_OBJECTIVE:_ Reproduce every line of the data below word for word, leaving out the pictures.

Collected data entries
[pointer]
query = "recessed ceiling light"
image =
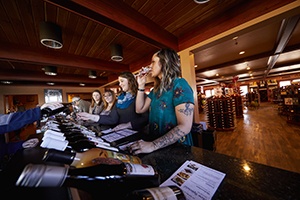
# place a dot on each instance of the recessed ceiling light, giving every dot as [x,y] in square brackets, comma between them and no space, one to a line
[92,74]
[50,70]
[6,82]
[201,1]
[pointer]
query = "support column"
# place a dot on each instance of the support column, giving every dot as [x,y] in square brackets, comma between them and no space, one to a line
[188,72]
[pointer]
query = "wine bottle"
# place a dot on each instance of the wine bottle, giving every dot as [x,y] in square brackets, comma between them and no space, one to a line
[157,193]
[78,146]
[108,176]
[55,108]
[85,159]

_TASK ANSWER:_
[pointer]
query = "recessed ceiling light"
image =
# place a dot on each instance of the recessed ceiling light, giving every dot as [x,y] in square brackets, comma between them and no space, one to a line
[92,74]
[50,70]
[6,82]
[201,1]
[pointer]
query = "support column"
# place a dot on each instance of the support column, giving every dot as [x,y] in square brackets, comma between them and no space, one to a line
[188,72]
[pointer]
query = "wine bottle"
# place a dot on each instance of the wine bottle, giving every dot as [x,y] in square brackets, comma between them and no space, one to a line
[157,193]
[78,146]
[108,176]
[55,108]
[85,159]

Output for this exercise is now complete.